• **TASK BRIEF**: Pull out every line of the records that contains the word "glass" and copy each one unchanged.

(Point-based annotation data)
· · · · · · ·
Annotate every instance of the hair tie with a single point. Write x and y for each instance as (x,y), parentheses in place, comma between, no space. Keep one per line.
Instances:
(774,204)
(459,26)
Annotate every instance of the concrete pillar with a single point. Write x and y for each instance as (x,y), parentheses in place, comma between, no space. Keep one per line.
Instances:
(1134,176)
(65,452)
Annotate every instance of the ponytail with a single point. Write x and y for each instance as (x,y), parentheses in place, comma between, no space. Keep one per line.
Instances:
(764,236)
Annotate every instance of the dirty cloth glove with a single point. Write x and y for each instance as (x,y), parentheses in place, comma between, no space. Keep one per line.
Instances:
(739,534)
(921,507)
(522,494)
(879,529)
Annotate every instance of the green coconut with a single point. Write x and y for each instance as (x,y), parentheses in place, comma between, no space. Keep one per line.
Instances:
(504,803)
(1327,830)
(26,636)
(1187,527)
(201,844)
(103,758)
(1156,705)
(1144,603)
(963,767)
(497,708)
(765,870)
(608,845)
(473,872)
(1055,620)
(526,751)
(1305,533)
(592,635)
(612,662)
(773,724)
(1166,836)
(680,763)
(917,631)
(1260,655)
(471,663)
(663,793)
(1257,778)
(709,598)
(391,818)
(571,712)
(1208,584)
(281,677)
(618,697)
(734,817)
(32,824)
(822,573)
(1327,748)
· · · · · · ·
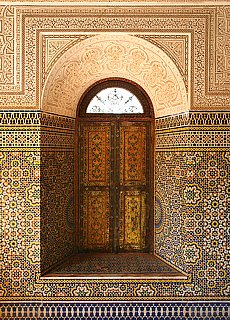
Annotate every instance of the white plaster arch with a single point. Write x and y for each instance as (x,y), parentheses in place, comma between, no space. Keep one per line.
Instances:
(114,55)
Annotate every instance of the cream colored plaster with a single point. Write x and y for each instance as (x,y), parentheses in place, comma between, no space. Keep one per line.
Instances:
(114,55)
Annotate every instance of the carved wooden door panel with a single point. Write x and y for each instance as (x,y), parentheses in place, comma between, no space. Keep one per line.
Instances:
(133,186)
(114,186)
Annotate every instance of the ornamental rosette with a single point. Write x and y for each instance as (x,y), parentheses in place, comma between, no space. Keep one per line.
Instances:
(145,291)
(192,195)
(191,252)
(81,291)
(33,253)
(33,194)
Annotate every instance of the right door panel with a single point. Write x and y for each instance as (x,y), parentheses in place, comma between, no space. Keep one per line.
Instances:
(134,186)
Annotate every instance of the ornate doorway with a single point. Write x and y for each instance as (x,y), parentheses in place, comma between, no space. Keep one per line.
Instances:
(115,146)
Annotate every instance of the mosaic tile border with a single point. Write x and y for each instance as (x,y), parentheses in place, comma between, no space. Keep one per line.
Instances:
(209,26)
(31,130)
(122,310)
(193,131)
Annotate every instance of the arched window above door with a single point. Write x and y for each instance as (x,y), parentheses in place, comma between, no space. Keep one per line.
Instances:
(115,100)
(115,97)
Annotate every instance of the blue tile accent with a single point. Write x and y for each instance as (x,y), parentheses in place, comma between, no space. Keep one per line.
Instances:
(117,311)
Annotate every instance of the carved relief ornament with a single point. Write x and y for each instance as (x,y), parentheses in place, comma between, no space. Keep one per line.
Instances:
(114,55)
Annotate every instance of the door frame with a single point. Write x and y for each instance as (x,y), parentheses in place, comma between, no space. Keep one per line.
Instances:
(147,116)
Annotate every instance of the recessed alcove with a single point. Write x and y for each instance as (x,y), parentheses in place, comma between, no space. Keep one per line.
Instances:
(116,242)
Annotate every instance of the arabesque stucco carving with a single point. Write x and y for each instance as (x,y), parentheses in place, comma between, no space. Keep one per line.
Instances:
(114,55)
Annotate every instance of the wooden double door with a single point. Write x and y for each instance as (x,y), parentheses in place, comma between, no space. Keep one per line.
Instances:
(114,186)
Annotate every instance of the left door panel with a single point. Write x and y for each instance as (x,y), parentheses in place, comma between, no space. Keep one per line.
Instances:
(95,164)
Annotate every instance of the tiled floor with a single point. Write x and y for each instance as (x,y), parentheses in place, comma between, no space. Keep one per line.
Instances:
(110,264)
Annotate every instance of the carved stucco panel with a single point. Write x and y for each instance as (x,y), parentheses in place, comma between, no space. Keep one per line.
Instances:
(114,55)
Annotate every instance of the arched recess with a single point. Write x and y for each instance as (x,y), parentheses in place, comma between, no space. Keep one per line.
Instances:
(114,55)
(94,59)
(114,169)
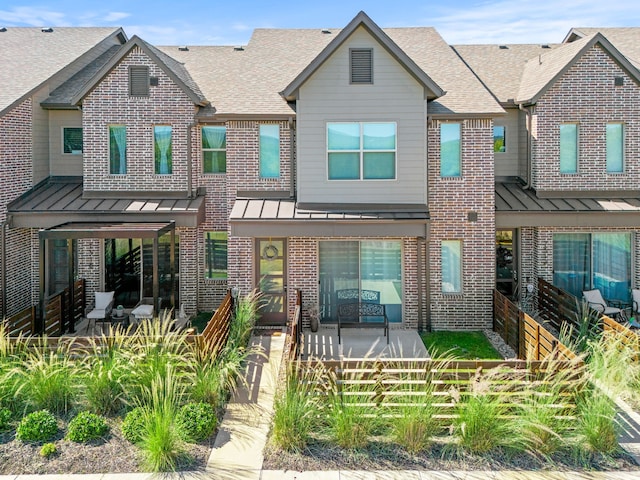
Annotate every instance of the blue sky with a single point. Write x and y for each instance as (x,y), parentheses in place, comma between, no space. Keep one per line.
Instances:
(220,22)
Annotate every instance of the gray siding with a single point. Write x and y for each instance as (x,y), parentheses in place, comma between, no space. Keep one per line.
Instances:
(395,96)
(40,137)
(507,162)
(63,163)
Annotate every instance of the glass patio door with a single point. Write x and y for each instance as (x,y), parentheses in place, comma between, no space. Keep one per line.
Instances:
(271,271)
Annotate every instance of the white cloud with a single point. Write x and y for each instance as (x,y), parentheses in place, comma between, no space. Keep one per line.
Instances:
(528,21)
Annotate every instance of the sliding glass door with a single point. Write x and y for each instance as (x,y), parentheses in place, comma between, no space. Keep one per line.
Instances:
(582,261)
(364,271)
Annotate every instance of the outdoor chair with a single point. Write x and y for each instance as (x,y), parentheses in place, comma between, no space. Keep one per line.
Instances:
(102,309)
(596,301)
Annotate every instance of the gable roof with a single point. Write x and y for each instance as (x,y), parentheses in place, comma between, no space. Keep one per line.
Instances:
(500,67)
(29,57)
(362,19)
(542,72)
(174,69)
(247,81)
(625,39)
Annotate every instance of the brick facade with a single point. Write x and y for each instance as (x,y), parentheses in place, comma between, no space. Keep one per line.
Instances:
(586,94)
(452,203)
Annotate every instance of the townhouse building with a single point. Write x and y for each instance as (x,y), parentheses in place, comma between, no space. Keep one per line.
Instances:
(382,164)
· · · · · · ·
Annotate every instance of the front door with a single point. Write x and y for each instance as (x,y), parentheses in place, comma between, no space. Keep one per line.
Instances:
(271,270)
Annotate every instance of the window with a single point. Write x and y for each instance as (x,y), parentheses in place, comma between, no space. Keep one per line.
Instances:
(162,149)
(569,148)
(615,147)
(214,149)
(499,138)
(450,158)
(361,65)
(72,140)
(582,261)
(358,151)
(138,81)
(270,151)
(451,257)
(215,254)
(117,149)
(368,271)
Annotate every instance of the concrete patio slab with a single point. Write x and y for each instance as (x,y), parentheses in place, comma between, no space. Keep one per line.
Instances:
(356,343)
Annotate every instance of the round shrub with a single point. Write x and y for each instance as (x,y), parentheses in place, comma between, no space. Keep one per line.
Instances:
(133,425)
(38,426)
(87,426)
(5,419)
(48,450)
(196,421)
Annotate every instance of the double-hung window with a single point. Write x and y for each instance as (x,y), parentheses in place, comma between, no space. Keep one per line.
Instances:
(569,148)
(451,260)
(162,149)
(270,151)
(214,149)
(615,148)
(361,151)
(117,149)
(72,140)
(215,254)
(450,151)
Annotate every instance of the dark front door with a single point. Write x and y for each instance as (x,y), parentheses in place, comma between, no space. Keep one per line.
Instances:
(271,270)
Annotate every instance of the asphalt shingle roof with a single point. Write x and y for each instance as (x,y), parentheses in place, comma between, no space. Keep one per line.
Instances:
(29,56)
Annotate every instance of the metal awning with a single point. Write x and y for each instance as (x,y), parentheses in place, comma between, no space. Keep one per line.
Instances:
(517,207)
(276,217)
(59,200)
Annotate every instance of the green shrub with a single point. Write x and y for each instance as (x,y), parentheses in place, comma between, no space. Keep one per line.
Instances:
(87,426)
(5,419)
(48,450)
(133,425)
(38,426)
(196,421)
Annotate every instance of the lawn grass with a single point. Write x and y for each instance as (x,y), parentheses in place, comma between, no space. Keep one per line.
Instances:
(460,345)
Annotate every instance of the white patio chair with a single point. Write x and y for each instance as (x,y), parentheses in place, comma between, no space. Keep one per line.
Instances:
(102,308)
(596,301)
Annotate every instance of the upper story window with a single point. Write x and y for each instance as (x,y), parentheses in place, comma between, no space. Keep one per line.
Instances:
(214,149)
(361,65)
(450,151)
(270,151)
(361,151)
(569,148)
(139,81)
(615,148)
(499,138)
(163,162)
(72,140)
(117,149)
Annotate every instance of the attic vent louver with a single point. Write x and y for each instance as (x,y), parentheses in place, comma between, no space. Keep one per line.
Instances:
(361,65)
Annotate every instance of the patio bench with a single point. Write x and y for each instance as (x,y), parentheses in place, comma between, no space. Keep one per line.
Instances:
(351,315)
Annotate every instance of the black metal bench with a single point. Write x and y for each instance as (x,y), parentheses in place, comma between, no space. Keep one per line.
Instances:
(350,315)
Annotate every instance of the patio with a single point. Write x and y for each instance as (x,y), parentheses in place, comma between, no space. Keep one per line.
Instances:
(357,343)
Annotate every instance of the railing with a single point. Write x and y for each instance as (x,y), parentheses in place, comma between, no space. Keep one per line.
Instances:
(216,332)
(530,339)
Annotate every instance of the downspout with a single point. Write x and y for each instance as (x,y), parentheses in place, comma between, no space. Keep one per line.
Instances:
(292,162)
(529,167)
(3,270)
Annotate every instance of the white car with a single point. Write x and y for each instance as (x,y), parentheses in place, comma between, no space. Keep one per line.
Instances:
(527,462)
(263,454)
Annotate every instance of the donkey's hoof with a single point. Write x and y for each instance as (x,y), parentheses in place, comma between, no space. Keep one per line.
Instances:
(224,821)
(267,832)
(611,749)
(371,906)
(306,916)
· · · · · · ·
• **SOLUTION FOR THIS PROBLEM**:
Annotate every instance of the glass patio door with a single point. Write x and y for each instance as (x,y), parentheses in place, comma between, no space. Keep one per line.
Annotate every instance of the sliding glass door with a single point. Write x and y for each instance as (x,y), parentheses in place, comma between, no space. Keep one per line.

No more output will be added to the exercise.